§ Exercise instructions:
Count how many lines below include the word "flap". Answer with a number only.

——

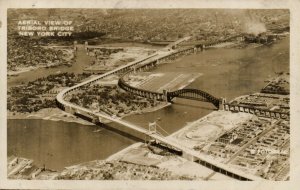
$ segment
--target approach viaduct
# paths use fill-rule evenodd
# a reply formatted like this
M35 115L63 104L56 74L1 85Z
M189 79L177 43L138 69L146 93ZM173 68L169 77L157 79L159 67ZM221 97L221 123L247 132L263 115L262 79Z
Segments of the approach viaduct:
M209 46L211 46L211 45L212 44L209 44ZM124 127L124 131L126 131L125 130L126 128L134 130L135 132L140 133L141 135L143 135L145 137L150 137L150 138L154 139L155 141L158 141L162 144L173 147L174 149L180 150L182 152L182 157L184 157L188 160L194 161L194 162L198 162L204 166L211 168L214 171L220 172L220 173L230 176L232 178L239 179L239 180L264 180L263 178L260 178L255 175L248 174L248 173L242 172L240 170L237 170L235 168L232 168L229 165L226 165L224 163L220 163L215 160L209 159L206 156L200 154L199 152L191 150L183 145L178 144L177 142L174 142L168 138L160 136L157 133L149 133L149 131L143 127L137 126L135 124L129 123L129 122L124 121L119 118L115 118L113 116L107 115L102 112L93 112L89 109L72 104L65 100L65 96L68 95L69 93L71 93L75 90L78 90L82 86L92 85L92 84L96 83L97 81L102 80L108 76L116 75L116 74L123 75L124 73L126 73L130 70L134 70L136 68L143 69L144 67L149 67L151 65L153 66L155 64L159 64L160 62L163 62L163 61L166 61L169 59L175 59L176 57L181 56L181 55L195 53L199 50L202 51L205 47L207 47L207 46L197 45L197 46L194 46L191 48L185 48L185 49L178 50L178 51L168 50L168 51L157 52L157 53L152 54L144 59L128 63L128 64L118 67L112 71L109 71L109 72L99 75L97 77L91 78L87 81L79 83L75 86L72 86L70 88L66 88L66 89L62 90L56 97L57 106L60 109L66 111L68 113L84 115L85 117L90 118L92 120L92 122L94 122L94 123L99 123L99 122L101 123L102 120L109 120L109 121L118 123Z

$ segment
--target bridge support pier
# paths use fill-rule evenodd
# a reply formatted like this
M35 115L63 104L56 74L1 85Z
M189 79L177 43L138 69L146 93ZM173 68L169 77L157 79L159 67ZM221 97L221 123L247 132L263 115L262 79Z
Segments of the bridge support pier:
M226 103L226 99L225 98L220 98L219 110L224 110L225 109L225 103Z
M169 98L169 96L168 96L168 91L167 90L163 90L163 100L165 101L165 102L171 102L171 99Z
M74 110L72 107L70 106L66 106L65 107L65 112L70 113L70 114L74 114L77 110Z
M84 49L85 49L86 51L88 51L88 45L89 45L89 43L88 43L87 41L85 41L85 42L84 42ZM87 52L87 54L88 54L88 52Z

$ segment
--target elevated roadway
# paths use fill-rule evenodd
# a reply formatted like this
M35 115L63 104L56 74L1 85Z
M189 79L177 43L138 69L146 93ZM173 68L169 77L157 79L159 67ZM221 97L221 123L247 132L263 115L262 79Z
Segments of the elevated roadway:
M194 48L192 48L192 50L193 49ZM188 51L190 51L190 50L191 49L188 49ZM135 62L131 62L131 63L126 64L124 66L118 67L118 68L116 68L112 71L109 71L109 72L104 73L102 75L99 75L97 77L91 78L91 79L89 79L87 81L84 81L82 83L79 83L79 84L77 84L75 86L72 86L70 88L66 88L66 89L62 90L57 95L57 97L56 97L57 106L60 109L66 111L68 113L81 114L81 115L84 115L88 118L91 118L94 122L101 122L102 120L109 120L109 121L118 123L121 126L123 126L124 129L134 130L138 133L141 133L141 134L143 134L147 137L150 137L150 138L154 139L155 141L158 141L162 144L166 144L167 146L170 146L174 149L180 150L182 152L182 156L184 158L188 159L188 160L199 162L200 164L205 165L205 166L211 168L214 171L223 173L223 174L228 175L230 177L233 177L235 179L239 179L239 180L263 180L260 177L254 176L252 174L244 173L244 172L242 172L240 170L237 170L235 168L232 168L232 167L230 167L226 164L219 163L219 162L216 162L212 159L209 159L205 155L202 155L202 154L200 154L200 153L198 153L194 150L191 150L187 147L184 147L183 145L180 145L177 142L174 142L174 141L172 141L172 140L170 140L166 137L163 137L163 136L161 136L157 133L150 133L145 128L142 128L142 127L137 126L135 124L129 123L128 121L124 121L122 119L115 118L115 117L107 115L105 113L93 112L93 111L91 111L89 109L86 109L84 107L72 104L72 103L70 103L70 102L68 102L64 99L65 96L68 93L70 93L74 90L77 90L82 86L91 85L91 84L97 82L98 80L104 79L108 76L124 73L124 72L128 71L130 68L133 68L137 65L143 65L143 64L146 64L146 63L154 62L154 61L157 62L159 59L164 59L167 56L171 56L171 55L174 55L174 54L177 54L177 53L178 53L177 51L160 51L160 52L152 54L152 55L150 55L150 56L148 56L144 59L141 59L141 60L138 60L138 61L135 61Z
M119 118L114 118L112 116L109 116L109 115L106 115L103 113L93 112L89 109L80 107L78 105L72 104L72 103L64 101L64 100L63 100L63 104L65 104L66 107L69 107L72 110L72 111L70 111L70 109L69 110L67 109L66 111L68 111L68 112L89 115L90 117L99 119L100 122L102 119L106 119L106 120L109 120L109 121L112 121L112 122L115 122L115 123L118 123L118 124L124 126L124 129L129 128L131 130L134 130L141 134L144 134L145 136L148 136L151 139L154 139L162 144L165 144L169 147L172 147L174 149L182 151L182 156L184 158L186 158L190 161L198 162L206 167L211 168L212 170L214 170L216 172L220 172L222 174L228 175L228 176L238 179L238 180L247 180L247 181L263 180L260 177L254 176L252 174L244 173L244 172L237 170L235 168L232 168L229 165L226 165L224 163L216 162L216 161L208 158L207 156L198 153L197 151L191 150L191 149L189 149L183 145L180 145L177 142L174 142L174 141L172 141L166 137L163 137L157 133L150 133L147 129L139 127L128 121L125 121L125 120L122 120Z

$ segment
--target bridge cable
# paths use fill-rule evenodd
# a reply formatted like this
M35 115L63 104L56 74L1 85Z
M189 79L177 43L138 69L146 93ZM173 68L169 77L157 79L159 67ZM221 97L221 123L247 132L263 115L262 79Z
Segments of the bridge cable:
M158 126L163 132L165 132L168 136L170 135L166 130L164 130L161 126L159 126L158 124L156 124L156 126Z

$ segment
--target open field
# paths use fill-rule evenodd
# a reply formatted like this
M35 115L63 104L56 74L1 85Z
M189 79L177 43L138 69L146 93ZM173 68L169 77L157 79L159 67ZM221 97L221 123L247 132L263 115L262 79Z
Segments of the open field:
M174 91L182 89L192 83L200 73L153 73L145 72L129 76L129 84L141 89L163 92L163 90Z

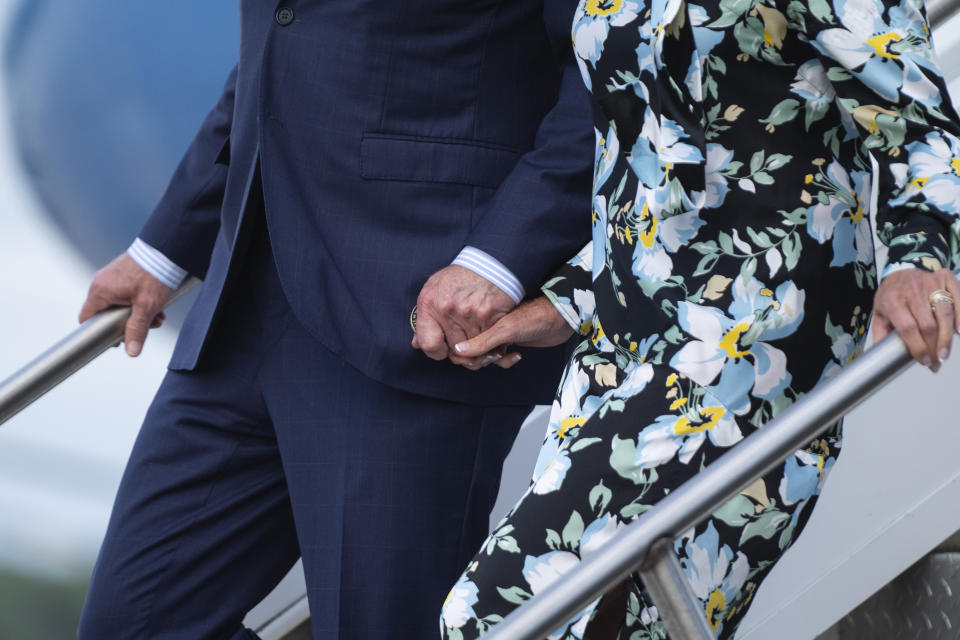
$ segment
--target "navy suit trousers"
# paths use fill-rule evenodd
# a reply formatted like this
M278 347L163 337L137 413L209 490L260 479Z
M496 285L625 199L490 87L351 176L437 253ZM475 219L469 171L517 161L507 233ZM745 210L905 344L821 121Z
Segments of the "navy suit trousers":
M248 218L199 366L168 372L147 413L79 637L255 637L243 616L301 554L314 638L434 637L529 407L360 374L297 320Z

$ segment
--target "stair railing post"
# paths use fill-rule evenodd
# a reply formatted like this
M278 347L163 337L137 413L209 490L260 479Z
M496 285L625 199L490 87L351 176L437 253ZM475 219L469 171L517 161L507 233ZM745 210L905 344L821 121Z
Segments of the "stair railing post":
M703 605L693 593L690 581L673 552L673 540L660 538L647 553L640 569L643 586L653 598L660 619L671 638L714 640Z

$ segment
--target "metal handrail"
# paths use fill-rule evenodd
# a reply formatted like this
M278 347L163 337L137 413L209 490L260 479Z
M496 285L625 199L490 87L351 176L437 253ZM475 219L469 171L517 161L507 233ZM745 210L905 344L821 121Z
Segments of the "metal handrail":
M173 292L167 306L199 283L197 278L187 278ZM129 317L130 307L112 307L101 311L0 382L0 425L117 344L123 338L123 328Z
M939 27L960 12L960 2L957 0L928 0L925 4L931 29Z
M612 585L640 571L668 632L684 640L714 635L673 554L673 541L743 487L783 463L819 433L899 375L913 360L896 334L887 336L624 527L562 580L492 627L488 640L539 640ZM656 546L655 546L656 545ZM650 553L651 549L656 553ZM672 577L671 577L672 576ZM658 593L659 592L659 593ZM699 629L699 630L697 630Z
M256 632L262 640L284 640L293 633L301 632L306 637L309 634L305 633L304 625L308 620L310 620L310 606L307 603L307 595L304 594L257 628Z

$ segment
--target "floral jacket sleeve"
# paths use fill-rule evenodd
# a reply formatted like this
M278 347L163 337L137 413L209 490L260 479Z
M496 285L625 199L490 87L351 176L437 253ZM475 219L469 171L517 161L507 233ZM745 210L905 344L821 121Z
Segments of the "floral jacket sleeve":
M911 266L956 270L960 128L922 2L792 0L787 16L820 53L850 116L845 135L859 135L880 166L877 234L889 247L883 275Z
M584 336L593 330L596 311L590 275L592 260L593 242L588 242L543 285L544 295L563 319Z

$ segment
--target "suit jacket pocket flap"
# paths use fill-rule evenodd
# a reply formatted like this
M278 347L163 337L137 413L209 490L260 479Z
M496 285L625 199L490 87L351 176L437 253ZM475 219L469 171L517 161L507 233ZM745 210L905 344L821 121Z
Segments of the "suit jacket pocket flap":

——

§ Expected answer:
2